▶ _DIRECTIONS_
Below are some records. Print all of them exactly as they appear.
------ DATA FOR PROCESSING ------
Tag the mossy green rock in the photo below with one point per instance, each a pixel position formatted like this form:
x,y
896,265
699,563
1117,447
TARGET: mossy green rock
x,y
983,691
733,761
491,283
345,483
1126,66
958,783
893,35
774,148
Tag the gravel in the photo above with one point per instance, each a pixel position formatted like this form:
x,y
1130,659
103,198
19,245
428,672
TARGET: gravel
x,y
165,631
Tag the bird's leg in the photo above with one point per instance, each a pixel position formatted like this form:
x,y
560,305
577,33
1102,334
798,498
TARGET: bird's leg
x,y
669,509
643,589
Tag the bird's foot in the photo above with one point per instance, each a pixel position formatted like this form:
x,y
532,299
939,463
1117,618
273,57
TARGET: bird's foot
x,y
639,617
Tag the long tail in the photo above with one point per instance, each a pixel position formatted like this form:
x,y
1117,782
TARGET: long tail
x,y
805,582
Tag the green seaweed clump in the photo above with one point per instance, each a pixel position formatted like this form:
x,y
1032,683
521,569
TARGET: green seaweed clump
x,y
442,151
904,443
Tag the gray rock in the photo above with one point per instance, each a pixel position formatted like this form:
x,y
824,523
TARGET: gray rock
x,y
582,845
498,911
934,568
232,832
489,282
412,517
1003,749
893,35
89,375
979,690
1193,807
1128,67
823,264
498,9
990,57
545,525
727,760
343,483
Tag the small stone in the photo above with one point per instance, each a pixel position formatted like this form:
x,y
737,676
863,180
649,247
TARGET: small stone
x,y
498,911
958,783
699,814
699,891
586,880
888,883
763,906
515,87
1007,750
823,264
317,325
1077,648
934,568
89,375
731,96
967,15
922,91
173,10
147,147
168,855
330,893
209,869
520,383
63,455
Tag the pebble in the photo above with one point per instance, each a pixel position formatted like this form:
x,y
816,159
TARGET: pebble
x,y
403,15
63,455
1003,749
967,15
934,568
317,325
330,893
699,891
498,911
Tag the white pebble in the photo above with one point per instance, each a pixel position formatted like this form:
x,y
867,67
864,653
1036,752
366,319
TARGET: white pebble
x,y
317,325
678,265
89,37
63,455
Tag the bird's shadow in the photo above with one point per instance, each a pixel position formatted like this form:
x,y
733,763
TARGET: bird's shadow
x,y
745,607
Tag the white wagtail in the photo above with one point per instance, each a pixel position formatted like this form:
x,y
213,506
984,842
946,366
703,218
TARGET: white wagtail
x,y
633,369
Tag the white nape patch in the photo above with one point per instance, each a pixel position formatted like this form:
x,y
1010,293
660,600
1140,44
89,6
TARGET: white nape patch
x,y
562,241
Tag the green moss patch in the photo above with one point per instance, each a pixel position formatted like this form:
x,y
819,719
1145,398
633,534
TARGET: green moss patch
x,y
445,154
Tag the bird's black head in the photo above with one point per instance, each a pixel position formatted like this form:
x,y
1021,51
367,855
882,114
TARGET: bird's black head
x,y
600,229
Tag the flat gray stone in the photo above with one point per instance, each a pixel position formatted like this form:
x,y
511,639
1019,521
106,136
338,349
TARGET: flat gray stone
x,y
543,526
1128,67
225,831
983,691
------
▶ _SOLUTION_
Tag the mossy green rock in the photo below with one point per instance, each a pixel position formatted like this form:
x,y
896,265
699,563
1117,447
TARGET: mossy green rock
x,y
983,691
733,761
491,283
345,483
1126,66
958,783
893,35
774,148
Tag the gravel in the photo above with one point per instance, each a pixel position formatted like this form:
x,y
1130,659
103,198
19,245
428,672
TARGET: gravel
x,y
165,631
Tag the bird's leg in the photo above with one point per instance, each a pixel position formatted like this form:
x,y
560,305
577,33
1102,334
798,498
TARGET: bird's leg
x,y
669,509
643,589
Tag the bird's foot in the photo above with one point per instance, each a pixel position formatted like this form:
x,y
532,299
939,463
1117,618
273,57
TARGET: bird's foot
x,y
639,617
Tag the long tail in the photo above with one point per instance, each a pixel position formatted like this form:
x,y
1117,782
TARGET: long tail
x,y
805,582
Tag the green seaweed clump in the photo above with one point per instance, each a pixel position formatted like this form:
x,y
1032,683
521,569
TARGET: green seaweed clump
x,y
442,151
904,443
Tag the gray rock in the photo above with one point per instance, each a pixel position formatted like this form:
x,y
824,523
TARGET: gray rock
x,y
582,845
498,911
934,568
232,832
489,282
412,517
1003,749
893,35
89,375
979,690
1193,807
1128,67
823,264
498,9
990,57
545,525
727,760
343,483
Tag the small stone in the photo above with one point per instance, each a pixel position formatted like this form:
x,y
737,676
863,180
649,247
TARGET: small stone
x,y
498,911
958,783
699,814
699,891
586,880
888,883
763,906
515,87
1007,750
823,264
317,325
1077,648
934,568
89,375
731,96
967,15
922,91
173,10
147,147
168,855
330,893
209,869
520,383
63,455
Tag the pebble in the photo above with one point per instance, each a pixel position formatted like this form:
x,y
816,159
TARGET: pebble
x,y
403,15
63,455
1003,749
967,15
934,568
317,325
330,893
699,891
498,911
Tag the white pebble in the photo above with one point per instance, each a pixel position formatted like this form:
x,y
867,67
864,653
1036,752
366,319
TARGET: white pebble
x,y
317,325
678,265
89,37
63,455
Tag the bird's shadow in the photo above with one point per instance, each a pixel position formatted like this form:
x,y
733,763
TARGET: bird's shadow
x,y
745,607
Tag the white wagtail in the photo above with one point per instance, each a pixel position formatted like this form:
x,y
213,506
984,842
946,366
703,218
TARGET: white wagtail
x,y
633,369
Tag the white nape patch in the photo above with one point per instance, each a pixel position formatted like this form:
x,y
1010,293
660,600
1140,44
89,6
TARGET: white nape patch
x,y
562,241
Tag the green moss patch in the photo above with one point per instance, each a pixel position formatted like this form:
x,y
819,719
1145,398
633,534
TARGET: green moss patch
x,y
445,154
Tag the bird's black head in the photo above with one point per instance, each a pixel position formatted like this form:
x,y
1021,51
367,855
882,114
TARGET: bird's black head
x,y
600,229
Tag the flat gray stone in the photo above with one point per instance, each a pixel position formatted like this form:
x,y
511,639
1019,521
106,136
338,349
TARGET: flat gray stone
x,y
543,526
1128,67
225,831
983,691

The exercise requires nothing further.